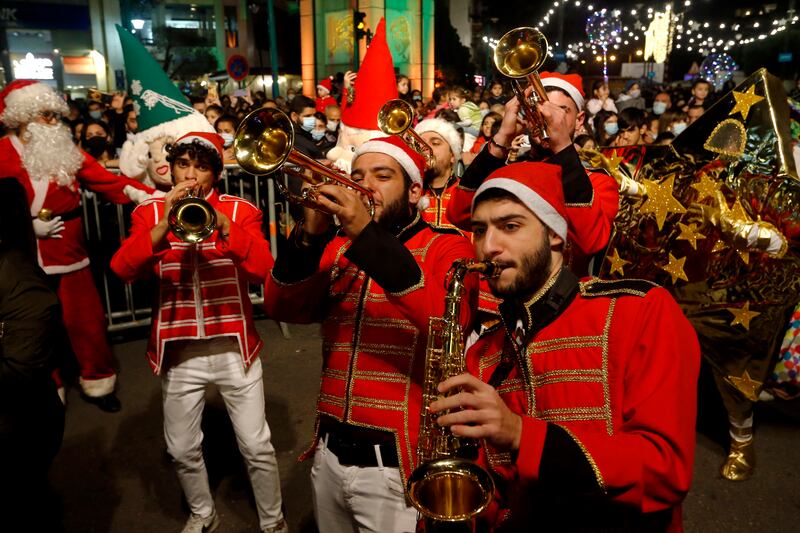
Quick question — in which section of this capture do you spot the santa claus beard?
[22,123,83,186]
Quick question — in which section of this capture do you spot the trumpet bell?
[167,196,217,244]
[234,107,294,176]
[408,458,494,522]
[494,27,547,78]
[378,98,414,135]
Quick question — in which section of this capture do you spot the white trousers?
[161,352,283,529]
[311,439,417,533]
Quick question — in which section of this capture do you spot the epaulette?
[430,224,464,237]
[219,194,258,210]
[579,278,659,298]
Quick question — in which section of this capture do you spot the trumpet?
[167,192,217,244]
[233,107,375,216]
[378,98,436,168]
[494,27,548,139]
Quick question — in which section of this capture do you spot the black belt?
[31,206,83,222]
[320,424,399,468]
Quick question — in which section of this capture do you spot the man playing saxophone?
[265,137,477,533]
[429,163,700,532]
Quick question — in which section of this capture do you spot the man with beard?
[0,80,152,412]
[447,72,619,275]
[414,118,463,228]
[430,163,700,532]
[264,137,477,533]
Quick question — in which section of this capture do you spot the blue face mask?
[303,116,317,133]
[672,122,686,137]
[603,122,619,135]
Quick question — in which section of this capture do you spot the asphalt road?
[50,320,800,533]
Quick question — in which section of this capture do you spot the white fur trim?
[542,78,584,109]
[0,83,69,128]
[119,112,216,178]
[353,141,422,185]
[472,178,567,241]
[80,374,117,398]
[414,118,464,161]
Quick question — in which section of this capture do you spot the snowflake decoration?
[131,80,142,96]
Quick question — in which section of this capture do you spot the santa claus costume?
[0,80,152,412]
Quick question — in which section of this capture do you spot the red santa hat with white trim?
[353,135,425,185]
[539,72,586,113]
[0,80,69,128]
[472,162,567,241]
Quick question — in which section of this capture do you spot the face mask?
[303,115,317,133]
[653,102,667,115]
[83,137,108,159]
[672,122,686,137]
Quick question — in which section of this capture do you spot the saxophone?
[407,259,499,531]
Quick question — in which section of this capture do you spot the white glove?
[33,217,64,239]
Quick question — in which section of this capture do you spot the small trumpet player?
[264,136,477,533]
[430,163,700,532]
[111,132,288,533]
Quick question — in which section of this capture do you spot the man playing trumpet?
[265,137,477,533]
[111,132,288,533]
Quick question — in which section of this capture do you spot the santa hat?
[175,131,225,161]
[0,80,69,128]
[414,118,463,161]
[539,72,586,112]
[472,163,567,241]
[353,135,425,185]
[117,25,214,176]
[317,78,333,92]
[342,19,397,130]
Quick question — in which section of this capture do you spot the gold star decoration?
[728,85,764,121]
[675,222,706,250]
[639,176,686,230]
[728,370,763,402]
[689,172,719,202]
[606,248,630,276]
[659,254,689,285]
[725,302,761,331]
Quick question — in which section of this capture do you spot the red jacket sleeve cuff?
[517,416,547,481]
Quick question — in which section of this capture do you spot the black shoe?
[81,392,122,413]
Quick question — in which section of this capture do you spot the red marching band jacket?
[466,271,700,532]
[0,135,153,274]
[111,191,273,374]
[264,215,477,486]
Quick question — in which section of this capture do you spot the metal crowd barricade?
[90,164,289,337]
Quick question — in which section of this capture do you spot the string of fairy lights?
[483,0,800,63]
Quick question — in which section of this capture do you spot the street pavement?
[51,320,800,533]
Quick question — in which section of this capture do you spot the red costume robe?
[0,135,153,397]
[264,214,477,479]
[467,269,700,532]
[111,191,273,374]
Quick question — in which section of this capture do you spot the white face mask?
[303,115,317,133]
[672,122,686,137]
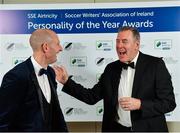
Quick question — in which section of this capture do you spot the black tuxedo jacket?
[0,58,67,132]
[63,52,176,131]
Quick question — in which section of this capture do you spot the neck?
[33,54,48,68]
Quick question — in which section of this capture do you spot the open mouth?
[119,52,126,55]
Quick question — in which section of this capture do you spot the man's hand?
[53,65,68,84]
[119,97,141,111]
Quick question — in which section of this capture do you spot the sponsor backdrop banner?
[0,1,180,121]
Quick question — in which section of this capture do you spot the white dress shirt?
[118,52,139,127]
[31,56,51,103]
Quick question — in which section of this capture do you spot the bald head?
[29,29,57,52]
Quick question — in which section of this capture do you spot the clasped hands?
[118,97,141,111]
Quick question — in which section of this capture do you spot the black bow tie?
[38,68,47,76]
[122,62,135,69]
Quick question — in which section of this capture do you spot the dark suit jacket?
[63,52,176,131]
[0,58,67,132]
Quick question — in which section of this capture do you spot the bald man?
[0,29,67,132]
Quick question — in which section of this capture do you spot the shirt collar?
[31,56,47,75]
[131,52,139,66]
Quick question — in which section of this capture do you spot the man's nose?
[58,44,63,52]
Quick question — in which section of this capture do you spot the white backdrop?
[0,1,180,121]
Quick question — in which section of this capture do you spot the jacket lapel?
[111,61,122,109]
[132,52,145,98]
[27,58,45,120]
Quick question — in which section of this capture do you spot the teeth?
[119,52,126,55]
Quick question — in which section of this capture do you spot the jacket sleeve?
[62,65,110,105]
[0,71,24,131]
[141,59,176,117]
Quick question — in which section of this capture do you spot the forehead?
[117,30,133,39]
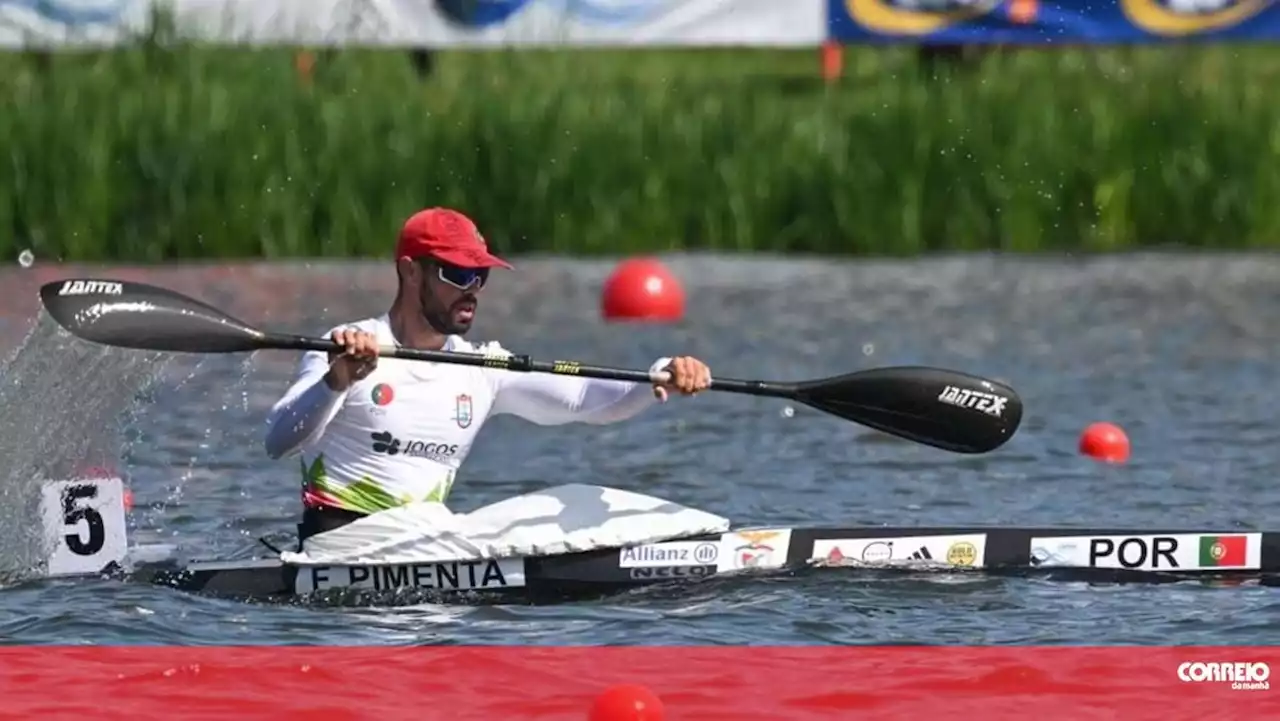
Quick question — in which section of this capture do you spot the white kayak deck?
[280,483,730,566]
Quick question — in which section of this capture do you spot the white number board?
[40,478,128,576]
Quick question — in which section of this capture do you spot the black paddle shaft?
[40,278,1023,453]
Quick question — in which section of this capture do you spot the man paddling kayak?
[265,207,710,540]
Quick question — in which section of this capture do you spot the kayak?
[35,479,1280,603]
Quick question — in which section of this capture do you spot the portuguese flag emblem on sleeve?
[1201,535,1248,566]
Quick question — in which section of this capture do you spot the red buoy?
[600,257,685,323]
[588,684,666,721]
[1080,423,1129,464]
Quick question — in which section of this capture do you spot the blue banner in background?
[827,0,1280,45]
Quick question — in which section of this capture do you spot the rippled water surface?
[0,256,1280,644]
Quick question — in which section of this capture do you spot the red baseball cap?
[396,207,512,269]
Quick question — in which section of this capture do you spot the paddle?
[40,278,1023,453]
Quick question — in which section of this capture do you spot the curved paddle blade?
[40,278,265,353]
[795,368,1023,453]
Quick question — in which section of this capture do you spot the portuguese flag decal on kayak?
[1201,535,1248,566]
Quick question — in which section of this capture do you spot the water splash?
[0,312,164,578]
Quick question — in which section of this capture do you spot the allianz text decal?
[618,540,719,569]
[1030,533,1262,571]
[810,533,987,569]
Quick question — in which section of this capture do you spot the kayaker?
[265,207,710,542]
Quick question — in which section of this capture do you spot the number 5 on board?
[41,478,128,576]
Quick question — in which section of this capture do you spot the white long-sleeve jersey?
[265,315,671,514]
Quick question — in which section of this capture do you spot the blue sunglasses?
[436,263,489,291]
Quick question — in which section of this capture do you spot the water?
[0,255,1280,644]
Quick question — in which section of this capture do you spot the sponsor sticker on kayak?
[1030,533,1262,571]
[810,533,987,569]
[618,540,719,569]
[716,529,791,571]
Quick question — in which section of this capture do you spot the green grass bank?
[0,36,1280,263]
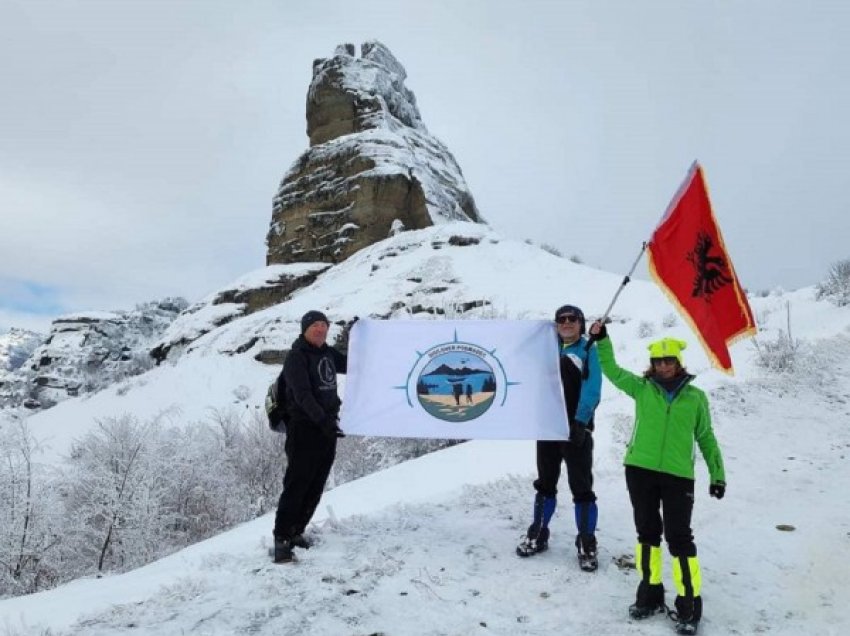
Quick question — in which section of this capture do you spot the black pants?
[534,432,596,503]
[626,466,697,557]
[274,426,336,538]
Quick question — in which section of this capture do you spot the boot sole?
[629,605,664,621]
[516,545,549,559]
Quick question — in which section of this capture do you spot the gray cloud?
[0,0,850,327]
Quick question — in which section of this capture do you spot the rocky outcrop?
[150,263,330,364]
[0,298,188,409]
[266,42,476,264]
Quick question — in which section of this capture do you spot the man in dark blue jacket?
[274,310,348,563]
[516,305,602,572]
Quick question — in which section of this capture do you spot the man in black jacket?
[274,310,348,563]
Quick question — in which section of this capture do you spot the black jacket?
[283,335,348,432]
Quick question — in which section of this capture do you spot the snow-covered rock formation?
[0,298,188,409]
[266,41,476,265]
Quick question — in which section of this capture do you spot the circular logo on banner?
[406,341,508,422]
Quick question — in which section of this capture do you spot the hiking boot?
[629,581,667,620]
[576,534,599,572]
[274,537,294,563]
[516,528,549,557]
[289,534,313,550]
[675,596,702,634]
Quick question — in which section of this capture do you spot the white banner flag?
[334,319,569,440]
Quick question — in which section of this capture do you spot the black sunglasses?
[555,314,581,325]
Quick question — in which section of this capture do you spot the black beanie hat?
[301,309,331,334]
[555,305,584,333]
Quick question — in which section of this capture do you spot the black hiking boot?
[576,534,599,572]
[516,528,549,557]
[629,581,667,620]
[289,534,313,550]
[675,596,702,634]
[274,537,295,563]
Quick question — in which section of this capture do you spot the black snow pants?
[626,466,697,557]
[274,425,336,539]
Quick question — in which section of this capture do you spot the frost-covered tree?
[0,420,60,597]
[816,259,850,307]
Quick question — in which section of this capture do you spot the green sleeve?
[596,336,644,397]
[694,392,726,483]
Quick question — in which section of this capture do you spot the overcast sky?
[0,0,850,331]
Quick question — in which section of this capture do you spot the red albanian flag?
[648,162,756,374]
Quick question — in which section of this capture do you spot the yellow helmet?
[647,338,688,366]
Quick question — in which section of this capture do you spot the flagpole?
[599,241,649,325]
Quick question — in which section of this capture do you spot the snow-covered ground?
[0,228,850,636]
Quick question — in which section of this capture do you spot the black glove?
[319,416,342,439]
[570,422,587,447]
[588,320,608,342]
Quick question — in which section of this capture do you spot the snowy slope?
[0,225,850,636]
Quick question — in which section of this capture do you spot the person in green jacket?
[590,321,726,634]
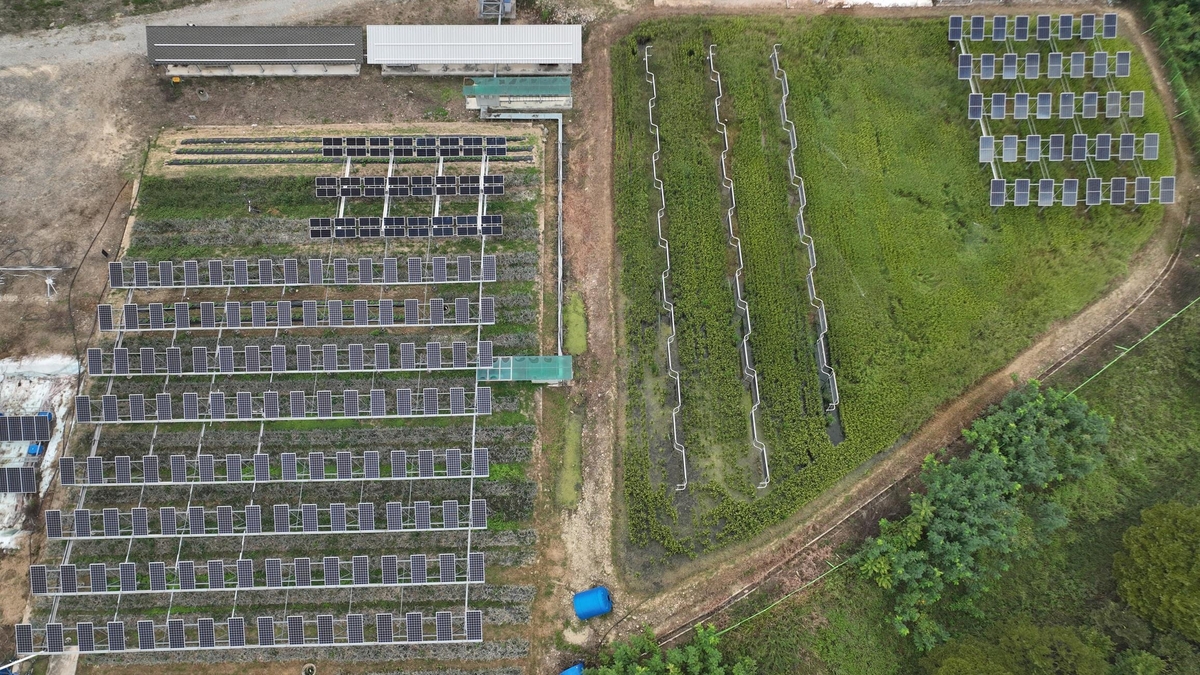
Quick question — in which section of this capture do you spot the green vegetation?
[1141,0,1200,147]
[722,300,1200,675]
[1114,502,1200,643]
[612,16,1174,560]
[859,382,1109,650]
[587,626,756,675]
[137,175,330,220]
[563,292,588,356]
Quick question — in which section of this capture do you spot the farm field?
[611,17,1175,562]
[32,125,544,674]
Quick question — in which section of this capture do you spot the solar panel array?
[46,500,487,539]
[314,173,504,198]
[308,213,504,240]
[74,387,492,424]
[94,295,496,331]
[320,136,509,159]
[0,413,53,443]
[108,253,492,288]
[948,13,1175,208]
[948,12,1117,42]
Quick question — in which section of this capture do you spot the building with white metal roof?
[367,24,583,76]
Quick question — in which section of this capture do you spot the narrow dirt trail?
[564,5,1194,653]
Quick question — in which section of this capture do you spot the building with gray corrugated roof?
[146,25,362,77]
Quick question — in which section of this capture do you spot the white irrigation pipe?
[770,44,841,412]
[708,44,770,490]
[643,44,688,491]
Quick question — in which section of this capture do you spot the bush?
[1112,502,1200,641]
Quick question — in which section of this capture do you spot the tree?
[588,626,757,675]
[1112,502,1200,641]
[923,620,1111,675]
[962,381,1111,489]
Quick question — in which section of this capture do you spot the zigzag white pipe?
[708,44,770,490]
[770,44,840,412]
[643,46,688,491]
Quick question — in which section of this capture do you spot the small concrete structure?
[462,77,574,110]
[367,25,583,76]
[146,25,362,77]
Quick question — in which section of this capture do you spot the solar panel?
[329,503,346,532]
[358,502,374,532]
[245,504,263,534]
[256,616,275,647]
[404,611,425,643]
[1038,178,1054,207]
[1141,133,1158,162]
[225,616,243,647]
[466,609,484,643]
[379,555,400,585]
[1025,133,1042,162]
[384,502,404,531]
[1114,52,1130,77]
[292,557,312,586]
[29,565,49,596]
[1070,52,1087,78]
[1050,133,1067,162]
[433,611,454,643]
[1046,52,1062,79]
[14,623,34,653]
[1079,13,1096,40]
[1058,14,1075,40]
[1084,178,1104,207]
[1109,178,1128,207]
[1158,175,1175,204]
[959,54,974,79]
[76,621,96,652]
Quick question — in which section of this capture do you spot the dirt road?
[547,0,1194,653]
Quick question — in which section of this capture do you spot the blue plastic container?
[575,586,612,621]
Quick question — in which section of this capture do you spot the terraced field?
[611,17,1175,562]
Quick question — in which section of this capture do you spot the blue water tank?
[575,586,612,621]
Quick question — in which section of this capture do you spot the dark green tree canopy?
[1112,502,1200,641]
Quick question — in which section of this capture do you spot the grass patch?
[612,16,1174,552]
[563,292,588,356]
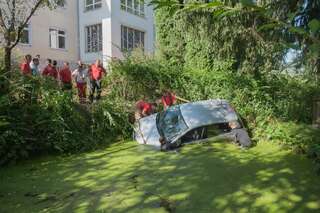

***

Réécrivez les lignes des enregistrements en partant de celle qui contient « white banner flag? » et en vous arrêtant après celle qui contient « [555,314,581,325] ». Remplacez-y « black sunglasses » par « dark sunglasses » sans rien modifier d'autre.

Quick question — in which section of this capture do you spot the white banner flag?
[334,319,569,440]
Quick question — in which section of this capture do you spot the dark sunglasses?
[555,314,581,325]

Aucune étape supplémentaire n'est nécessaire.